**Requirement**
Between the line containing "column 485, row 388" and the line containing "column 22, row 256" lies a run of lines; give that run again exactly, with both of those lines, and nothing else from the entries below.

**Material shown**
::::
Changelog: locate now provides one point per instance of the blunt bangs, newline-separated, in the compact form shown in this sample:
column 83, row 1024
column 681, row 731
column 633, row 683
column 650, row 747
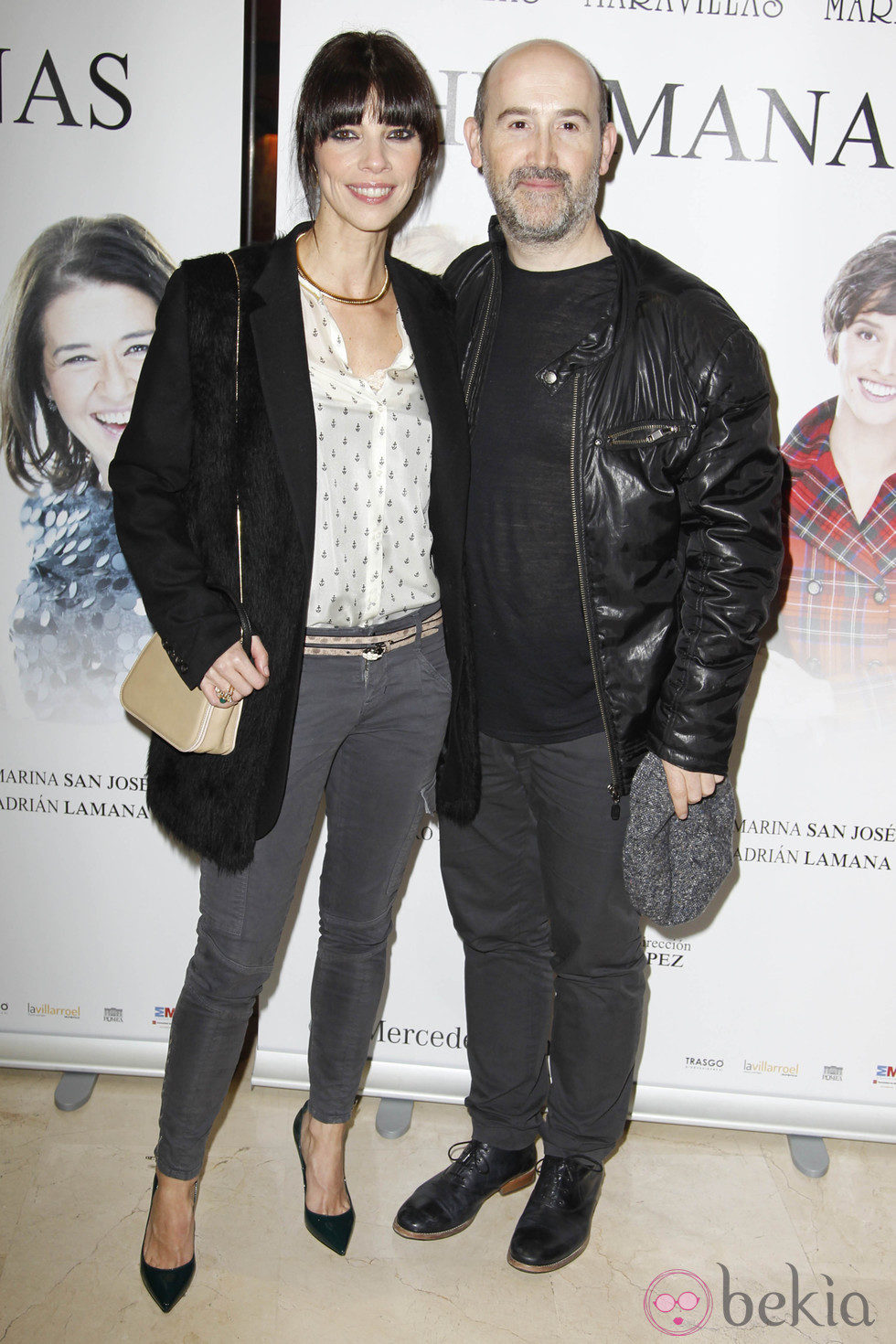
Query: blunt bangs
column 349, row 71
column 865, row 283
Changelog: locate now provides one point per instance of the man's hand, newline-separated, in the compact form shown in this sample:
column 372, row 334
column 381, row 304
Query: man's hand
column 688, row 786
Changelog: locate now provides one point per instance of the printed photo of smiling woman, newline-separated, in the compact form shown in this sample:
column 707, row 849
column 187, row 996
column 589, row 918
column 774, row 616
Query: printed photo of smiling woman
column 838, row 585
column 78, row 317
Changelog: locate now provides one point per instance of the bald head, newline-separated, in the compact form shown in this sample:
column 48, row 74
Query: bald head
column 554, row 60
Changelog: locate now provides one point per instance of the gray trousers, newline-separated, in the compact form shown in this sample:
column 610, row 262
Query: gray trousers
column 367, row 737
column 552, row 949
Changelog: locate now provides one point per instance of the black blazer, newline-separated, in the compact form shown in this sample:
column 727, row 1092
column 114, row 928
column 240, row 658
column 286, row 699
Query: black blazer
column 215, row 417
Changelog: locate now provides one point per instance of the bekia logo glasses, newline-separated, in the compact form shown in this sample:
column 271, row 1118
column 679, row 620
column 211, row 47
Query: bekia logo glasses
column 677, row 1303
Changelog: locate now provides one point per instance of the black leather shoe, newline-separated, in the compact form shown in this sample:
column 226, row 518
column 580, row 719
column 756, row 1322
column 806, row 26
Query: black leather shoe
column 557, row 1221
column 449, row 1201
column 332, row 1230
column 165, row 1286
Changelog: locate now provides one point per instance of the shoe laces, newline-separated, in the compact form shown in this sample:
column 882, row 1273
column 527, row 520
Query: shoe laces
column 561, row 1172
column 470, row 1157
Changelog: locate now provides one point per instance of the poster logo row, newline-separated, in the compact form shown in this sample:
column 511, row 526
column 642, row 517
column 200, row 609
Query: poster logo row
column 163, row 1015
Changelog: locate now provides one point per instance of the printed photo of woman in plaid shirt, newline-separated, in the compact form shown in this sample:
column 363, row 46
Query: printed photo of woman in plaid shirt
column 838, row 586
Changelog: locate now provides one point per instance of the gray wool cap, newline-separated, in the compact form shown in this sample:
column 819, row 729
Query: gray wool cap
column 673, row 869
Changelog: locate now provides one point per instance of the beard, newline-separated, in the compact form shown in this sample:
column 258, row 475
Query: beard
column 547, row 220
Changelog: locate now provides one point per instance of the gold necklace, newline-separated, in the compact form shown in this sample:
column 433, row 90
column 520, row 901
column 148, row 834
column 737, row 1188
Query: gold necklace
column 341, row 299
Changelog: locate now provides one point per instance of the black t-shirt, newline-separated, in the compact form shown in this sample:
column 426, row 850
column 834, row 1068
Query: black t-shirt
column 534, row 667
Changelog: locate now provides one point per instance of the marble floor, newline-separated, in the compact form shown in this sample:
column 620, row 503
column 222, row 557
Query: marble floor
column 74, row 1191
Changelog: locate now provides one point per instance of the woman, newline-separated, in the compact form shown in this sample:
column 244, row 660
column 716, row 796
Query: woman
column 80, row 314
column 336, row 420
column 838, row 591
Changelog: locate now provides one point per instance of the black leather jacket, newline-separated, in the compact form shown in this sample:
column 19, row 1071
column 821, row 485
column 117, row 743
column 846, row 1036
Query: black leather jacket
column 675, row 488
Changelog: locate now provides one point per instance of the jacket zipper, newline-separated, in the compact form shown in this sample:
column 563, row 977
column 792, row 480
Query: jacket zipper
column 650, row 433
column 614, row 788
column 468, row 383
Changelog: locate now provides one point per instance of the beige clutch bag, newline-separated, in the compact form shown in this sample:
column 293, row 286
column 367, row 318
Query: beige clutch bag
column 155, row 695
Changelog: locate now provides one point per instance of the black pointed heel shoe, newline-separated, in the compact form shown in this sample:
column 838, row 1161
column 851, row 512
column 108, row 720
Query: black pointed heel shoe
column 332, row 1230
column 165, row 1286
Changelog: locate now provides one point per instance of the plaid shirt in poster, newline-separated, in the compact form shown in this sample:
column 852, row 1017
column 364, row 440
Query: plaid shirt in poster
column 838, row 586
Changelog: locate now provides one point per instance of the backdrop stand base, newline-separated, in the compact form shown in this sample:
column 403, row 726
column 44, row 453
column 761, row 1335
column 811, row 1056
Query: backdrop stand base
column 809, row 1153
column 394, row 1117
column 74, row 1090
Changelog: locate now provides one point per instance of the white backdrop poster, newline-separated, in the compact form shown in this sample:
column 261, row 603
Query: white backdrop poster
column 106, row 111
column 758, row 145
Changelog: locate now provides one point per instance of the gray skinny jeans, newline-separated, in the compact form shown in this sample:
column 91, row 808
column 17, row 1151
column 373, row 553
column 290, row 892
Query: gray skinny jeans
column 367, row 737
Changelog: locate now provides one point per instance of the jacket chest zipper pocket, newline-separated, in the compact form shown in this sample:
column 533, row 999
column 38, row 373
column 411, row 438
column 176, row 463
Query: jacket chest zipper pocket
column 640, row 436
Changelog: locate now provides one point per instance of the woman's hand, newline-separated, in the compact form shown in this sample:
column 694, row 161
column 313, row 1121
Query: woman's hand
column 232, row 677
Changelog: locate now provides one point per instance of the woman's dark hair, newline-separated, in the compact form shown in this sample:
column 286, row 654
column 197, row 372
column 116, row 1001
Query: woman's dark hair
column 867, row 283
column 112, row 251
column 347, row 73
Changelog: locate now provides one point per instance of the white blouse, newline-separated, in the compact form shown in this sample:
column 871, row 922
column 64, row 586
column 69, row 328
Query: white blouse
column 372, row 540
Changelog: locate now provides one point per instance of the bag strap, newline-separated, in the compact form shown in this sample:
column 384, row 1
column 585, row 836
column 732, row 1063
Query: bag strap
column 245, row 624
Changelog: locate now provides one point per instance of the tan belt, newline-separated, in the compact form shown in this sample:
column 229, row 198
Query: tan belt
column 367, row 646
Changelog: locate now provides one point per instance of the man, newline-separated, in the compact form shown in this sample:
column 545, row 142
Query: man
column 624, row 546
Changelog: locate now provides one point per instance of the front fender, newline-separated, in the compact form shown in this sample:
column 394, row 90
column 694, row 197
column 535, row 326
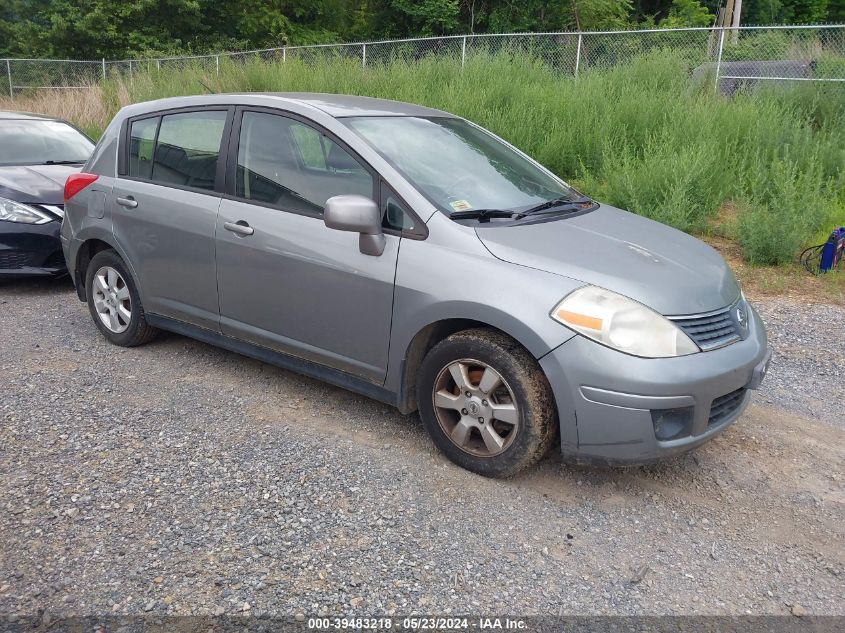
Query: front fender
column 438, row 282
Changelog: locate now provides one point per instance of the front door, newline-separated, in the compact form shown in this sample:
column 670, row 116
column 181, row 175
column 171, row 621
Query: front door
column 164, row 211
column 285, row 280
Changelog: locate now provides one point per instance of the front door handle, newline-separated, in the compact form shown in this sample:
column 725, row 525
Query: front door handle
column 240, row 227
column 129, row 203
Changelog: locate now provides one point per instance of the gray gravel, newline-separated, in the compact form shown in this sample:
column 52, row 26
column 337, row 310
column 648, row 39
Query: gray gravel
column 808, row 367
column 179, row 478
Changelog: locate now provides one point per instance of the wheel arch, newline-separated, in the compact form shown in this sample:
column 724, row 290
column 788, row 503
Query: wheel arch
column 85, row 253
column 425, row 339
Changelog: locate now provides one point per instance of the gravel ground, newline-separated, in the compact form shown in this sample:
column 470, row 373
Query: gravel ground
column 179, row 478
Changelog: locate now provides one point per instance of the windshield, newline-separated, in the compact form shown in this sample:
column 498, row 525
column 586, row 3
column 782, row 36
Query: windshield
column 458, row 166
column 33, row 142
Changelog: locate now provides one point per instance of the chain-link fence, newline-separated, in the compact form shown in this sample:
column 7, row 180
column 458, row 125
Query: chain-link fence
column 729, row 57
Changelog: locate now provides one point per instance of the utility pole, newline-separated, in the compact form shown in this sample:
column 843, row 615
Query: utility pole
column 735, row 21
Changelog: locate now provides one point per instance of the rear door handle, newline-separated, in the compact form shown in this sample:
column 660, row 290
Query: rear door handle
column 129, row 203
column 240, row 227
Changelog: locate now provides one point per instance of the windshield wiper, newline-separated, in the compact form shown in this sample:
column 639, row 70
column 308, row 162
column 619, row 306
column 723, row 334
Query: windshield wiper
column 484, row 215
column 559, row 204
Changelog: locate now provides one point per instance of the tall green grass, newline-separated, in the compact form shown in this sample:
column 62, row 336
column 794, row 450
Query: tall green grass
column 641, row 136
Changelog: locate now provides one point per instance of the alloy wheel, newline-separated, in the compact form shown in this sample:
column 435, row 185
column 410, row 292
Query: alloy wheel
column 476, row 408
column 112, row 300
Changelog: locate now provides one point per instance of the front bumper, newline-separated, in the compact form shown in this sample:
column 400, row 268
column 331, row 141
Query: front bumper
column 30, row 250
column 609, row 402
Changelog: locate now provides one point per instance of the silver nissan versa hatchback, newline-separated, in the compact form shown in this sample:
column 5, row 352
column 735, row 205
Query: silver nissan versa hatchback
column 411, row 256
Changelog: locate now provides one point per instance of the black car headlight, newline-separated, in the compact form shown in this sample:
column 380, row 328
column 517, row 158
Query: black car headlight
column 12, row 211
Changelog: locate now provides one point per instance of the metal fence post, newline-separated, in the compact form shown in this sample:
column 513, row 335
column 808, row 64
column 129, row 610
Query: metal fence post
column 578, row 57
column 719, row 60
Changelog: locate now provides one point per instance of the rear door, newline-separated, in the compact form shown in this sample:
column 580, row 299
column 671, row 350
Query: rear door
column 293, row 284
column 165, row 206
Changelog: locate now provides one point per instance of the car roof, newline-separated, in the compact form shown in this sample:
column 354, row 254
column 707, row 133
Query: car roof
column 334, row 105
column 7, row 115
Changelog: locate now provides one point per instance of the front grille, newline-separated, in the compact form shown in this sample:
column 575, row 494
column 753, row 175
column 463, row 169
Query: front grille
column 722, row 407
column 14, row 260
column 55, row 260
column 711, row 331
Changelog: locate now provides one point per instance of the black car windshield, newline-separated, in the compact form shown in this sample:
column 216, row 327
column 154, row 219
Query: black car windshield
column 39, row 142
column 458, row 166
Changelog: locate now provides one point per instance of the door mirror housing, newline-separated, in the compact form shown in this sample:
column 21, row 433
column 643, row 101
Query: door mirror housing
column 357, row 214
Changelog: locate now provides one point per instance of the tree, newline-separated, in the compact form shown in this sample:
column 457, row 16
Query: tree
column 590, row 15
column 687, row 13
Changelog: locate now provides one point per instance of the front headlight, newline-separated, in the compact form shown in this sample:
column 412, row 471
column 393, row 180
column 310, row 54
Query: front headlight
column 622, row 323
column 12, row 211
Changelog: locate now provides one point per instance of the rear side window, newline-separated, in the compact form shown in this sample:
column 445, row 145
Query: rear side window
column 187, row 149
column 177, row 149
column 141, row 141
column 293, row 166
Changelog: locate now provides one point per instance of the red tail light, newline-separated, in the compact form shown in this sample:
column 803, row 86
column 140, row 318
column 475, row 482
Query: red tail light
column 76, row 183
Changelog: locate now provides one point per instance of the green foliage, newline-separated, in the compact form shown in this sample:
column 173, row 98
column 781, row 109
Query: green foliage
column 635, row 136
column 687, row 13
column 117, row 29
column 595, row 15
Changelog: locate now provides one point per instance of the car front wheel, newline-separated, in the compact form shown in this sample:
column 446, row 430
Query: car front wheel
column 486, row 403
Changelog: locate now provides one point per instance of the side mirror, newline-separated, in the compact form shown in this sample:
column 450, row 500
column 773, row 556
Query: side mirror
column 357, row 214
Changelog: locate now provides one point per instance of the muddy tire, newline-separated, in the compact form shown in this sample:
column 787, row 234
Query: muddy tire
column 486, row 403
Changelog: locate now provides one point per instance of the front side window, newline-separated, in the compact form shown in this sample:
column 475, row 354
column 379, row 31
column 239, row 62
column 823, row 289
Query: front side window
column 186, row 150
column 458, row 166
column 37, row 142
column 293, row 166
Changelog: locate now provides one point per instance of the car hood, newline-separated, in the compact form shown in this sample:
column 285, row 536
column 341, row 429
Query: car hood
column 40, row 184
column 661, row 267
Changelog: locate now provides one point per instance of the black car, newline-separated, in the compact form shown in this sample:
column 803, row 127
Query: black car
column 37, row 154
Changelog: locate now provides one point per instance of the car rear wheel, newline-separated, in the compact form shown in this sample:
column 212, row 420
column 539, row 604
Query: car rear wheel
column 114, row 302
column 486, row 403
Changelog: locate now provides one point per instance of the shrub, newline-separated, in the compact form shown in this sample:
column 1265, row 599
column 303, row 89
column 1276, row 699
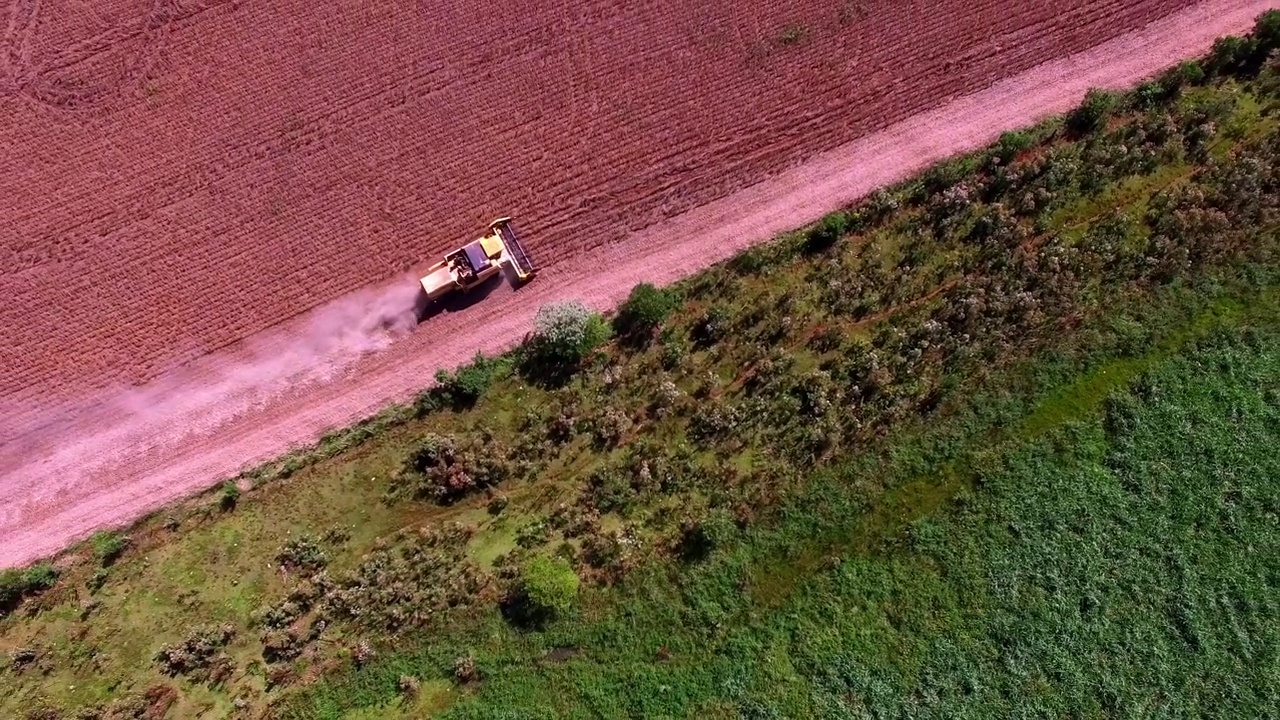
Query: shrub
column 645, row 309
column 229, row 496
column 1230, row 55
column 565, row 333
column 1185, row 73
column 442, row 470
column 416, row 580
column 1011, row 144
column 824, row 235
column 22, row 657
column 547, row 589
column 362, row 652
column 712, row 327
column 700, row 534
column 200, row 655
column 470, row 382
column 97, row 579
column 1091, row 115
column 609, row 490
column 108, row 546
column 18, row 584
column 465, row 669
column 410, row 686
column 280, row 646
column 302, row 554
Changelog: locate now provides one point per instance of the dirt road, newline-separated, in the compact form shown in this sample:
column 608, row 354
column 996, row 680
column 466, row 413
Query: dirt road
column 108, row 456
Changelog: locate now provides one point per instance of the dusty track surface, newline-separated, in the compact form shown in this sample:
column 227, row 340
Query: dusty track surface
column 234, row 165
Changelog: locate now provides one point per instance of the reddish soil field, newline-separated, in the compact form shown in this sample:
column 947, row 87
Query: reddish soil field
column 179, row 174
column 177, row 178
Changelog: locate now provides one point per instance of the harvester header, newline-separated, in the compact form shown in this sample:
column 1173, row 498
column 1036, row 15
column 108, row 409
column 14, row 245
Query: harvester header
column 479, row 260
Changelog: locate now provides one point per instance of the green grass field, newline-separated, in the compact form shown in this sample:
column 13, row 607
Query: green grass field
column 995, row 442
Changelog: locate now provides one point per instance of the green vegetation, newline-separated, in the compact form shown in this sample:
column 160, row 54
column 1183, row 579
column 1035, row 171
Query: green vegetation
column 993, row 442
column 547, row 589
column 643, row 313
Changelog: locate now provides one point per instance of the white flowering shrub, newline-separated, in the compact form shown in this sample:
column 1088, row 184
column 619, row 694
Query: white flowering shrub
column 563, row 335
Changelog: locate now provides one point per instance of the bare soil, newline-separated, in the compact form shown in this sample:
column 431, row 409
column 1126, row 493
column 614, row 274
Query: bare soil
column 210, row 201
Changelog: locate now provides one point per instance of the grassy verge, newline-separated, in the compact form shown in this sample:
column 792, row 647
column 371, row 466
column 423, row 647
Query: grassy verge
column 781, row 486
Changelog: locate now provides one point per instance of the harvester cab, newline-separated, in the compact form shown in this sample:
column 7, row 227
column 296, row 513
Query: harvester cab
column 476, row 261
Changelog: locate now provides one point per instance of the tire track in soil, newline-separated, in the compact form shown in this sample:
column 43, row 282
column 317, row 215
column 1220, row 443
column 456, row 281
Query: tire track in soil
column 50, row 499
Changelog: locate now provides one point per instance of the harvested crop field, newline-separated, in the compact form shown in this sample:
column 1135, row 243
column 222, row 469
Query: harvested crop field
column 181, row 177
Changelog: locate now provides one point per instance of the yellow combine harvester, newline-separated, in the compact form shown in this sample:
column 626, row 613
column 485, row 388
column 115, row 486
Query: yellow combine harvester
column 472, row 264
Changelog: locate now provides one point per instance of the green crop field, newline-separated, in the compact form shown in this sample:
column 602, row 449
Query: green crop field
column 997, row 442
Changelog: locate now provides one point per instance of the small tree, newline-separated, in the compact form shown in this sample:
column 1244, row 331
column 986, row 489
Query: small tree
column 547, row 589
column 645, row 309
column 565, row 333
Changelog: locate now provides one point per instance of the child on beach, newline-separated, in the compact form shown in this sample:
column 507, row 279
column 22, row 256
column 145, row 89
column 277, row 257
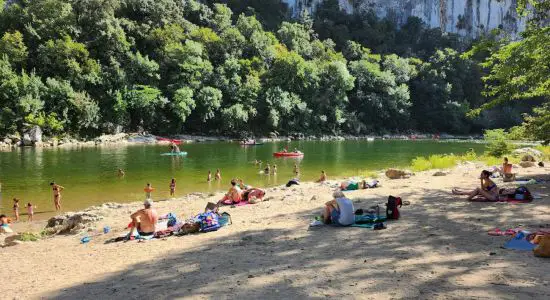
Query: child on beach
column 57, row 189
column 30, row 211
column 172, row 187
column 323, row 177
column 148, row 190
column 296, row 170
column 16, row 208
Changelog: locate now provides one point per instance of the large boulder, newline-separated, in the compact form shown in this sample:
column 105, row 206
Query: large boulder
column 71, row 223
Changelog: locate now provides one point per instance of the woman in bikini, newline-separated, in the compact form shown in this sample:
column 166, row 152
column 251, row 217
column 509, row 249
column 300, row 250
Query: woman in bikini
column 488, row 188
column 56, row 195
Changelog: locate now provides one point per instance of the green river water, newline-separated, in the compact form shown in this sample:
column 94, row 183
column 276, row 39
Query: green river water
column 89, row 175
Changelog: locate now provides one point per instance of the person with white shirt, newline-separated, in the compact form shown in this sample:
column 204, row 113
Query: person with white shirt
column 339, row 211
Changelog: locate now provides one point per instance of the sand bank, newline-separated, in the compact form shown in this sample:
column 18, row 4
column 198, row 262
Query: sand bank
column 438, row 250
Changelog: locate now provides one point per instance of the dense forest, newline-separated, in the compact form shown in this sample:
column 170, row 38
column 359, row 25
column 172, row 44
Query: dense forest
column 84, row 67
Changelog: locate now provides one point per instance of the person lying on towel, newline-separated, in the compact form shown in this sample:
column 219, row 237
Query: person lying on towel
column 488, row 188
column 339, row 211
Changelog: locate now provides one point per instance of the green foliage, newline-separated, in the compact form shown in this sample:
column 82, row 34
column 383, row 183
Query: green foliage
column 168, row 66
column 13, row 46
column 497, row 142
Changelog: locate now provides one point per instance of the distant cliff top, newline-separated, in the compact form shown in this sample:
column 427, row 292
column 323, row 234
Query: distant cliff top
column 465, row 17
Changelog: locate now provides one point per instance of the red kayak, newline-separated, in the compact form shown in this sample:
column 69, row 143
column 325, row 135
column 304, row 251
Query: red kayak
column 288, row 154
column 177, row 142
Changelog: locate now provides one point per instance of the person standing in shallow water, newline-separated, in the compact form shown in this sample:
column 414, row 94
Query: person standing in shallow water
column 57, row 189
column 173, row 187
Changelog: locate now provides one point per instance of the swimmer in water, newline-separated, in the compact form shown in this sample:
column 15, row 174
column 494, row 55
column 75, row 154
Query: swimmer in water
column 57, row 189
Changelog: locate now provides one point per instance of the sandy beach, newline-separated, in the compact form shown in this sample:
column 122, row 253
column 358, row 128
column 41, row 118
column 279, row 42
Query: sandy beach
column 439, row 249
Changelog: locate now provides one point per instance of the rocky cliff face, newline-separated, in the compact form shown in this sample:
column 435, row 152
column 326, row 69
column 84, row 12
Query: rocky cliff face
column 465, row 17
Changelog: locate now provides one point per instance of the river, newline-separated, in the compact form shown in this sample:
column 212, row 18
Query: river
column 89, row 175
::::
**Exercise output**
column 485, row 388
column 115, row 486
Query: yellow combine harvester
column 472, row 264
Changelog: locate now provides one point per instance of the green crop field, newline-separated, in the compact form shown in this sample:
column 602, row 449
Query: green crop field
column 997, row 442
Changelog: locate now provides one point per instance of the small tree, newline-separated, in the compact form shown in this sample:
column 1244, row 331
column 986, row 489
Query: small tree
column 547, row 589
column 645, row 309
column 565, row 333
Changelog: locate now provides one point per instance of the child on beach, newline-separated, in the compact form shown in this sample:
column 507, row 279
column 22, row 256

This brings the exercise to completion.